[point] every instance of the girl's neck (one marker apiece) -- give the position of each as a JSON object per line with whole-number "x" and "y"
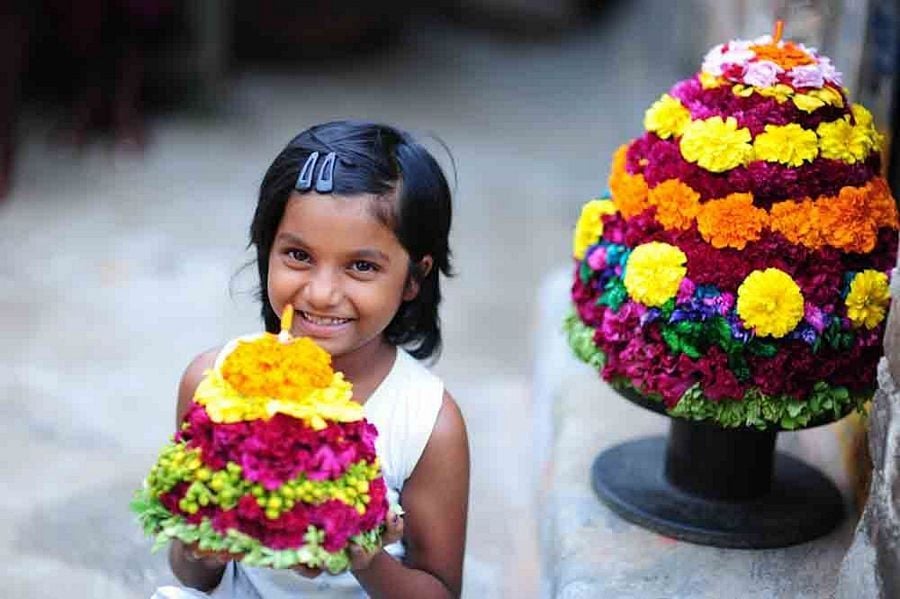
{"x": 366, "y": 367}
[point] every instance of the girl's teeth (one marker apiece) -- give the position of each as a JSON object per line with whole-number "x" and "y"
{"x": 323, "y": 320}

--

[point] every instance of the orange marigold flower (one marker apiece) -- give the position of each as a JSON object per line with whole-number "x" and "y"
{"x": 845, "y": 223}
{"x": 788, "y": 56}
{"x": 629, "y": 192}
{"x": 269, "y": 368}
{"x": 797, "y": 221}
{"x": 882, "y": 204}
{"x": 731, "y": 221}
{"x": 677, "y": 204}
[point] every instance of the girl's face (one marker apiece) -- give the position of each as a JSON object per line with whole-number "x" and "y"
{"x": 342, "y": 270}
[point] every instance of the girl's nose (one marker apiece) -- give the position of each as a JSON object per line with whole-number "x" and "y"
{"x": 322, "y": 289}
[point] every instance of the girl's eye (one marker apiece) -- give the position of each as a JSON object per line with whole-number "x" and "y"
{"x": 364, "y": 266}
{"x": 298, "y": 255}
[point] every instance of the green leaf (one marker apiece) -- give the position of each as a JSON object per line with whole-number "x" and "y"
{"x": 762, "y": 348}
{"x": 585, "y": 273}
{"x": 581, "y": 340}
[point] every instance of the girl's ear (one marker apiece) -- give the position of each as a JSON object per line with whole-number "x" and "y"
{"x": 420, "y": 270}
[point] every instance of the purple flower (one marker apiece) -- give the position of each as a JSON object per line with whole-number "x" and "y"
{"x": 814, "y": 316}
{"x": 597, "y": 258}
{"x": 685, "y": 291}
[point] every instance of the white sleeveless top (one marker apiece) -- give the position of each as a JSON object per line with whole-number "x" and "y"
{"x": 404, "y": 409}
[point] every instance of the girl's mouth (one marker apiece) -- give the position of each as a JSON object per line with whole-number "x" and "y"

* * *

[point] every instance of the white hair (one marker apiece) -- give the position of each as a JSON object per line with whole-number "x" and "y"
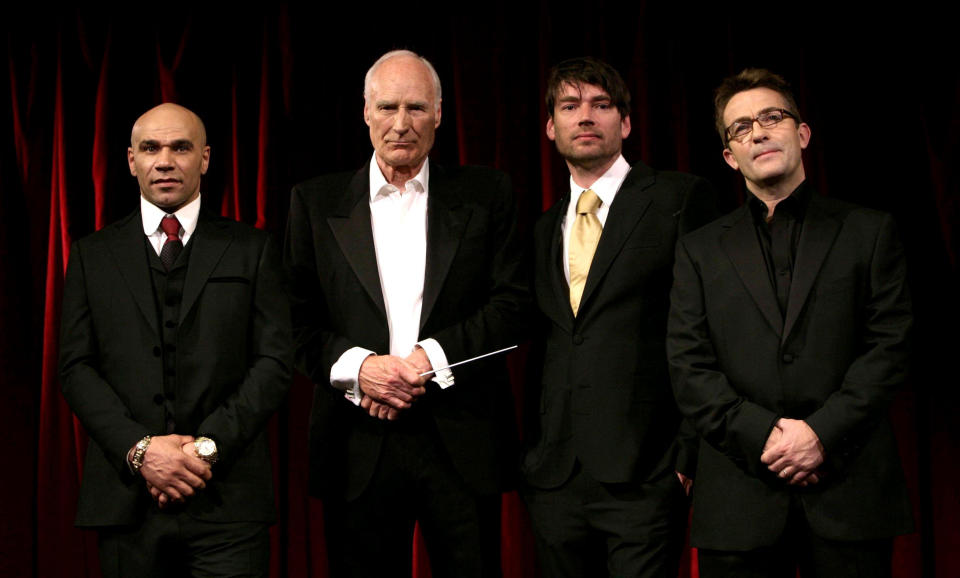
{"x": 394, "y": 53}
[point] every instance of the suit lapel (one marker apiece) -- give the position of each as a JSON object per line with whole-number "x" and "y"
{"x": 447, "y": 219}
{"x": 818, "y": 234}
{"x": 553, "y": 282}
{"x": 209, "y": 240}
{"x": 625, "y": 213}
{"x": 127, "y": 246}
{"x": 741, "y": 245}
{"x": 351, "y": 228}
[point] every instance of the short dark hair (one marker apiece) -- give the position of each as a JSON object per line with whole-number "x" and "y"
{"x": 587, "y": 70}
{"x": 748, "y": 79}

Brief: The response should be the listing above, limited to the lines between the one holding "[point] every instance of the green" and the one holding "[point] every instance of the girl's mouth", inclusive, reproduced exactly.

Exercise answer:
[point] every instance of the green leaf (one marker apiece) -- give the position of each as a JSON object per line with whole-number "x" and "y"
{"x": 762, "y": 348}
{"x": 585, "y": 273}
{"x": 581, "y": 340}
[point] every instance of the girl's ear (one marker apiece) -- give the position of each as a JSON object per line with whole-number "x" and "y"
{"x": 420, "y": 270}
[point] every instance of the purple flower (one marker apiece) -- give the position of each as a JSON object per line with whole-number "x" and "y"
{"x": 814, "y": 316}
{"x": 597, "y": 258}
{"x": 685, "y": 291}
[point] every instance of the white sleeveless top (one marker apiece) -- give the position of each as a JSON object per line with whole-number "x" and "y"
{"x": 404, "y": 409}
[point] every instance of the girl's mouth (one marker apiece) -- give the position of each as a JSON object per line with whole-number "x" and "y"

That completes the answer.